- _GIVEN ENTRIES_
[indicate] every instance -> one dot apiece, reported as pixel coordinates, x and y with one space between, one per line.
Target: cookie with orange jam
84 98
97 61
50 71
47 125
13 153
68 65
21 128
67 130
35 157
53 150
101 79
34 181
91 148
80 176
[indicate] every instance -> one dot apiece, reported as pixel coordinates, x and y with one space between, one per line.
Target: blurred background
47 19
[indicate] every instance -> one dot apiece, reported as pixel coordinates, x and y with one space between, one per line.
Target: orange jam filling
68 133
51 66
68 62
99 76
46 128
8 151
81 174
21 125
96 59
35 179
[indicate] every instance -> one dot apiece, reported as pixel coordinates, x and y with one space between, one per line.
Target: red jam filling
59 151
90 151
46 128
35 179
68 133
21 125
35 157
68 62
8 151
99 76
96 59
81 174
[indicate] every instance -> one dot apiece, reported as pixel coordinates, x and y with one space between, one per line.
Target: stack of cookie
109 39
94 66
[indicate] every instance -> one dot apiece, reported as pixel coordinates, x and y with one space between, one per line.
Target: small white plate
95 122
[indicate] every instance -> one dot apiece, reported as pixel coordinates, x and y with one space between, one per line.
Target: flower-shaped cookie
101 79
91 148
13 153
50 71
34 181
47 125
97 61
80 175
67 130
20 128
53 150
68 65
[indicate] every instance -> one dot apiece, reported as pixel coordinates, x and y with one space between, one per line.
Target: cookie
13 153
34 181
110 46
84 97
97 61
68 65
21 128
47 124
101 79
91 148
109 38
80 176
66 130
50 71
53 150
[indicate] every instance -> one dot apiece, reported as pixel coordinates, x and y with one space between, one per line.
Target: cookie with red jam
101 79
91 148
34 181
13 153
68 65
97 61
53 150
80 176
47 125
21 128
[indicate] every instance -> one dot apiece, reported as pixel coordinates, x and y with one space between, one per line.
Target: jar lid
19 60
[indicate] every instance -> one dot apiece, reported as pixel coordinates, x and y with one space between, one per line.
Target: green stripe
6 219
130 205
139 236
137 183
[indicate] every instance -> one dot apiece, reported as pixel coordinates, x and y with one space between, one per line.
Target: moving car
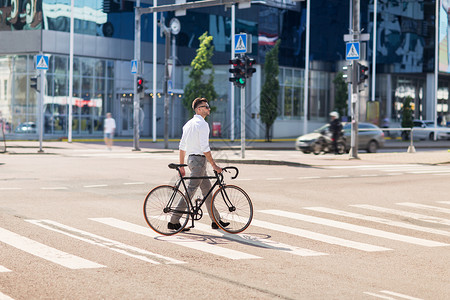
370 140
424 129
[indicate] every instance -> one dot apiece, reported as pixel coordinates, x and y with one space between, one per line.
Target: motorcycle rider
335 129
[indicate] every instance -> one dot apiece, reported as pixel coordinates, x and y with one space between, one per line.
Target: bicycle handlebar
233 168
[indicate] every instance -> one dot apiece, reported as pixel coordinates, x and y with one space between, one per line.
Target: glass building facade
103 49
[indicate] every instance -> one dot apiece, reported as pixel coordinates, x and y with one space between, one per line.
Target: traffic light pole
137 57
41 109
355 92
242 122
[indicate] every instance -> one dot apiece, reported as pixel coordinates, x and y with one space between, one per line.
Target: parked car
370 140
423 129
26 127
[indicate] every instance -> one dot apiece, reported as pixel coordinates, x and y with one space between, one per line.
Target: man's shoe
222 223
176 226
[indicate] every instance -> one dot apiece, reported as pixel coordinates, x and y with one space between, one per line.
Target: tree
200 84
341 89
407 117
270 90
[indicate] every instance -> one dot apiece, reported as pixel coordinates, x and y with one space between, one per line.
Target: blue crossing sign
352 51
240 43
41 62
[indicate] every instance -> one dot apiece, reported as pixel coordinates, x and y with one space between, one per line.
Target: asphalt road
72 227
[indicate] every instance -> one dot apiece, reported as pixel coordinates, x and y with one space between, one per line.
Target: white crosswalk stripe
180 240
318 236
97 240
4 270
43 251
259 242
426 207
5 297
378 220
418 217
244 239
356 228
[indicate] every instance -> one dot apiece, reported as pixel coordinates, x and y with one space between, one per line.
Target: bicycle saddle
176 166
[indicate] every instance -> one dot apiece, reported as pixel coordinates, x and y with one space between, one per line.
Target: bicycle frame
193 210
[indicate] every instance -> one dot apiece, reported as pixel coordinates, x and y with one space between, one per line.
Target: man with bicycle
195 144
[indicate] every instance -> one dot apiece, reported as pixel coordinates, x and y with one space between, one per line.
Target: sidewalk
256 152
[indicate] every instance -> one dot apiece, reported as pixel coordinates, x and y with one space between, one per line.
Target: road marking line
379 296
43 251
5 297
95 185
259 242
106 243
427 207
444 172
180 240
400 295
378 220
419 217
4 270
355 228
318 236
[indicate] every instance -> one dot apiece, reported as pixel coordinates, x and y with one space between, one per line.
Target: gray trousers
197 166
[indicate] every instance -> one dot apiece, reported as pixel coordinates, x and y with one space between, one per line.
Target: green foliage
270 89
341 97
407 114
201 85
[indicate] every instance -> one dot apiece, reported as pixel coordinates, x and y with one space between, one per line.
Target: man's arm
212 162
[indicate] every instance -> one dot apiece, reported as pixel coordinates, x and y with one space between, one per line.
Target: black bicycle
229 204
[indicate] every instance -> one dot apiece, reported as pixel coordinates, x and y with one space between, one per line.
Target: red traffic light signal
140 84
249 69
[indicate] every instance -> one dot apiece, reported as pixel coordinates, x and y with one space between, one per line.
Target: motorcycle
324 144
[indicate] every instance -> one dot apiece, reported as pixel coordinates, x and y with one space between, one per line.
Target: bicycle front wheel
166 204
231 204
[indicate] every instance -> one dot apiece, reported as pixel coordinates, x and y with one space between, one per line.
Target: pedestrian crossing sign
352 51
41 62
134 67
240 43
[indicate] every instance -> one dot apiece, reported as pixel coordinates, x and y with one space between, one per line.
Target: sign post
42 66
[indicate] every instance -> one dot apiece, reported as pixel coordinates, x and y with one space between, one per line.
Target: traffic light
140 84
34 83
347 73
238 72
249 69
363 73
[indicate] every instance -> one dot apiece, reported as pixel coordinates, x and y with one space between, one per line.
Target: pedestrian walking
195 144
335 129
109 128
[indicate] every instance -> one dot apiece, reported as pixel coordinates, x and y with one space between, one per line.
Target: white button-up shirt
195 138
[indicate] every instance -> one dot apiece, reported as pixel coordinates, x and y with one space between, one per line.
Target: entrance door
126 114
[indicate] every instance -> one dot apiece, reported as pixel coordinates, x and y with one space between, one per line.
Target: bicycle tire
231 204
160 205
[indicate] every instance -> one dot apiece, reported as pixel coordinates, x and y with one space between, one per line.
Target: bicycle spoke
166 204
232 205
...
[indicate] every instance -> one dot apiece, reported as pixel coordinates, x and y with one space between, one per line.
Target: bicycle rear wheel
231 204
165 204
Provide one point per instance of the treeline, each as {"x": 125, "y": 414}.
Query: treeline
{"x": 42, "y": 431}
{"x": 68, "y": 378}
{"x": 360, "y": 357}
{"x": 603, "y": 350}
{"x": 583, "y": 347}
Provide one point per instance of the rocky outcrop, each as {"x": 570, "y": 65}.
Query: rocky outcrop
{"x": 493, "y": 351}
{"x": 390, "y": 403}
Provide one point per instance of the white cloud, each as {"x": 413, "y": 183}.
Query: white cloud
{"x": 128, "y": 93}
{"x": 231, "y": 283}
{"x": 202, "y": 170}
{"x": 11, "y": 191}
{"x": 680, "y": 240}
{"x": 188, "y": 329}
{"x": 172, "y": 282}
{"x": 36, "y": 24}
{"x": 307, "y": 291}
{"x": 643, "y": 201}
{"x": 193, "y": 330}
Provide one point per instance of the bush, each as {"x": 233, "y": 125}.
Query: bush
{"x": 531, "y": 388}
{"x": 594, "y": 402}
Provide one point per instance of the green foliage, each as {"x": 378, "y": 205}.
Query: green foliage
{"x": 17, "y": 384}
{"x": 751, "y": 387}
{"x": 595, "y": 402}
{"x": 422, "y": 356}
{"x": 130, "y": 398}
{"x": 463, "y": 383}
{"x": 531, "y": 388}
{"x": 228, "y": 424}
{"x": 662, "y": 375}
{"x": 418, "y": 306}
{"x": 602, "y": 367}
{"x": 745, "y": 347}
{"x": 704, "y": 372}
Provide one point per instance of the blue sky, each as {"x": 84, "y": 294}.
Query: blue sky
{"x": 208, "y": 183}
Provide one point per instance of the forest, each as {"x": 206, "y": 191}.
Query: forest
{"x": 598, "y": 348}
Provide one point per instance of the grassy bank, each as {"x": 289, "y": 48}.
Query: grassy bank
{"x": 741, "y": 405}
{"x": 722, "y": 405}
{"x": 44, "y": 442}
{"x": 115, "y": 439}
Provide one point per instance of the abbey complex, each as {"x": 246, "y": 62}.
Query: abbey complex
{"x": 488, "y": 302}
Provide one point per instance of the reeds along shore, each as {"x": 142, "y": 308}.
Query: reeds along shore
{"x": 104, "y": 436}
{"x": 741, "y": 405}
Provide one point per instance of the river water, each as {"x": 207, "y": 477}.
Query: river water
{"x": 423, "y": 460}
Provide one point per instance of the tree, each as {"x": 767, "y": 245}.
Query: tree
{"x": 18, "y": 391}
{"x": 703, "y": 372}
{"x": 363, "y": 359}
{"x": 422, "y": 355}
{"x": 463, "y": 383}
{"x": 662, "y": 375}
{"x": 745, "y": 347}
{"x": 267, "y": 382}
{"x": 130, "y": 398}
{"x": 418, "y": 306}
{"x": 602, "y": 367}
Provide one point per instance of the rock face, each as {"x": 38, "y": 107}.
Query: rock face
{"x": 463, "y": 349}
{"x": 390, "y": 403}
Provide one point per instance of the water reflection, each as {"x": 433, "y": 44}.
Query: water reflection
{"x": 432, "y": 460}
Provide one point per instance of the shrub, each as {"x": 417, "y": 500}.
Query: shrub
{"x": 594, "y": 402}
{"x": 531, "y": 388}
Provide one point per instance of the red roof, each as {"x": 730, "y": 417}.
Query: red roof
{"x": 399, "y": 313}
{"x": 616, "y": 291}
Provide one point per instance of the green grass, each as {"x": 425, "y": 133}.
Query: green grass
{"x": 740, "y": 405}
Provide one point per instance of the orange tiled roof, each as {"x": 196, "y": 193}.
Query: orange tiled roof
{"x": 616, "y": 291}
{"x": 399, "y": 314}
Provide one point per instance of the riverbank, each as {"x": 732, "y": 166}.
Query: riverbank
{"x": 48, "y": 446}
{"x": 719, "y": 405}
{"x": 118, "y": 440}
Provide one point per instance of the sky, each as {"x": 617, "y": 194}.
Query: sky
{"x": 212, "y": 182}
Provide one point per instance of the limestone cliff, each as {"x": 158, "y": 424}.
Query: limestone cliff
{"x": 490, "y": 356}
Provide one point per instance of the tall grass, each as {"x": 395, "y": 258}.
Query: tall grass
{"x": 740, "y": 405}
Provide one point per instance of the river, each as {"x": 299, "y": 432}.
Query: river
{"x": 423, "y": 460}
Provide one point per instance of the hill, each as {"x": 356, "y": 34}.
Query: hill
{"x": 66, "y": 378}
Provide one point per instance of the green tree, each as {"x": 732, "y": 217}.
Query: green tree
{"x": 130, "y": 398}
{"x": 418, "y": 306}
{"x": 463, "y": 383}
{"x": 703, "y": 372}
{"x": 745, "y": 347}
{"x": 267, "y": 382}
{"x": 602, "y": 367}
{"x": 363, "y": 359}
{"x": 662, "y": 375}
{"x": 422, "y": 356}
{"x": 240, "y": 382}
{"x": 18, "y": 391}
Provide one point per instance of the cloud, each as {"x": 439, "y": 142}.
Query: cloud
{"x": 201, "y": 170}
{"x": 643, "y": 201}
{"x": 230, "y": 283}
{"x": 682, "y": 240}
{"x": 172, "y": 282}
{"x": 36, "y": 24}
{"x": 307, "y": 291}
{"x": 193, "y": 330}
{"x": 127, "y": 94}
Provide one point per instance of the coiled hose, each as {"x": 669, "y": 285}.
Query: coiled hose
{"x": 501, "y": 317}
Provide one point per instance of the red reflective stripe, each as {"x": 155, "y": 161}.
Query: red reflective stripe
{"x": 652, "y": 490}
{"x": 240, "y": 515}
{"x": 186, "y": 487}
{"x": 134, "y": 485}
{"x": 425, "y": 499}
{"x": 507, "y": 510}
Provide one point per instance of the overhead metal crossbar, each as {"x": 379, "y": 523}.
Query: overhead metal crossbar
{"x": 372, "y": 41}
* * *
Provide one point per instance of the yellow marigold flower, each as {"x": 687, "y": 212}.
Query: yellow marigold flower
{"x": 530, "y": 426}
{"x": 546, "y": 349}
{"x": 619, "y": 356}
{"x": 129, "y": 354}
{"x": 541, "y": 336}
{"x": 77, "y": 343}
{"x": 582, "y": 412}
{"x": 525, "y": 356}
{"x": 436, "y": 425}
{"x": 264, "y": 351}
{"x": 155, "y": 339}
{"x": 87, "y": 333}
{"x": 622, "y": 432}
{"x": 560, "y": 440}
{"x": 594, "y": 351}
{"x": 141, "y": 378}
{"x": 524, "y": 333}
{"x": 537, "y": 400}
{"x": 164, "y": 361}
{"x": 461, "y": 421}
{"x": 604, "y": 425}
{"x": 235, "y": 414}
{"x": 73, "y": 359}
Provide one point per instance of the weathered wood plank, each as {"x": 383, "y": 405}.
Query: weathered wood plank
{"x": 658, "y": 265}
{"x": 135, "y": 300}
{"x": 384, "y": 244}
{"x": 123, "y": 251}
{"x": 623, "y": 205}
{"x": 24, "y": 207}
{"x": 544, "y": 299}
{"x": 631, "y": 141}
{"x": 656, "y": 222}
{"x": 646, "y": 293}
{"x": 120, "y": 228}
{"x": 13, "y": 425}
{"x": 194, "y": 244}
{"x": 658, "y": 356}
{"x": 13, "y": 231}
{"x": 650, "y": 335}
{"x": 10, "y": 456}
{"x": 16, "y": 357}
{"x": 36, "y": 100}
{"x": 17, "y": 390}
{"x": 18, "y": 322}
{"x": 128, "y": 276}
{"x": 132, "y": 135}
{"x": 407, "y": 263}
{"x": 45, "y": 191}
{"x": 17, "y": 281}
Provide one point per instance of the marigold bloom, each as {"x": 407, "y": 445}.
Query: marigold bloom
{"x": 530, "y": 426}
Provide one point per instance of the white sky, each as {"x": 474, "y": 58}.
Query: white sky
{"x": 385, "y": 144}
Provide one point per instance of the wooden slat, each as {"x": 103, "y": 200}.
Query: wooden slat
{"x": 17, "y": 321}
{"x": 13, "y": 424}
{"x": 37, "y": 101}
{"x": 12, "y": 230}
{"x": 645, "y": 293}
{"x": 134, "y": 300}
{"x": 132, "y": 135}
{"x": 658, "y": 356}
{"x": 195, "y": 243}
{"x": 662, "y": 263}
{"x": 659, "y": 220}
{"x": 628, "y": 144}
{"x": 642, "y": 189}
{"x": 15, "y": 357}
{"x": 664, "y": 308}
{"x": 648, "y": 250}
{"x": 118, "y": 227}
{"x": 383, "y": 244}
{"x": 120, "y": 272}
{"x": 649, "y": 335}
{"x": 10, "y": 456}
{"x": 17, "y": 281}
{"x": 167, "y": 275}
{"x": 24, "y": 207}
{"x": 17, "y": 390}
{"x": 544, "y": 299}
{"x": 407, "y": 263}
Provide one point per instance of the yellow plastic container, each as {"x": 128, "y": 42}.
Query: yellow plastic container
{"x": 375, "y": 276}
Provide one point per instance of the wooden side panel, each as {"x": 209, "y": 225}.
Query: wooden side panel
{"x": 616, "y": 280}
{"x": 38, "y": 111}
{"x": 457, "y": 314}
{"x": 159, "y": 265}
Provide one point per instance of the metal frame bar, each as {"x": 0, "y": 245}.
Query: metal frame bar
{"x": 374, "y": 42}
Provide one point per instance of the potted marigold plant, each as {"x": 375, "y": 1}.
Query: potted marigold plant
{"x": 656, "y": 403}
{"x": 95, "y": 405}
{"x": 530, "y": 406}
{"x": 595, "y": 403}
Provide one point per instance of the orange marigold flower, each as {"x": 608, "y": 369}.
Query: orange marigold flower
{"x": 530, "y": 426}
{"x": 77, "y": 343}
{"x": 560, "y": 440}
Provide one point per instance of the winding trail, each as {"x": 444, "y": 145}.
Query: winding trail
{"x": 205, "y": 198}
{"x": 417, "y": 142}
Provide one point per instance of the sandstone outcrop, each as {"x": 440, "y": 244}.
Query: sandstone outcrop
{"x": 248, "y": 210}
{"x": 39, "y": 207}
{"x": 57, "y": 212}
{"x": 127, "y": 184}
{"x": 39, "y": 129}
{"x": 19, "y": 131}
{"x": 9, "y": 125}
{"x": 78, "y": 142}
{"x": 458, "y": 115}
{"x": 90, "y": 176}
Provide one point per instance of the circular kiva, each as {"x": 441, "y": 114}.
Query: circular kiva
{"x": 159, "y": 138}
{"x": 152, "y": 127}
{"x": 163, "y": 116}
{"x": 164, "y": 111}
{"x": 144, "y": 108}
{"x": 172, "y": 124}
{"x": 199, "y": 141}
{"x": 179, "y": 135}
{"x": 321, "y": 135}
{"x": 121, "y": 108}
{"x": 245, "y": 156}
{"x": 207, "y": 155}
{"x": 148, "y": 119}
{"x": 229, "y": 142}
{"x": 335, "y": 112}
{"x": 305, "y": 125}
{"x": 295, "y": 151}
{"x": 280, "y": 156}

- _EXERCISE_
Within the data above, the span starting at the line containing "Query: river water" and ending at the line containing "Provide one point per instance of the tree, each" is to be retyped exactly, with no other lines.

- _RESULT_
Query: river water
{"x": 423, "y": 460}
Provide one point per instance of the tree, each as {"x": 767, "y": 245}.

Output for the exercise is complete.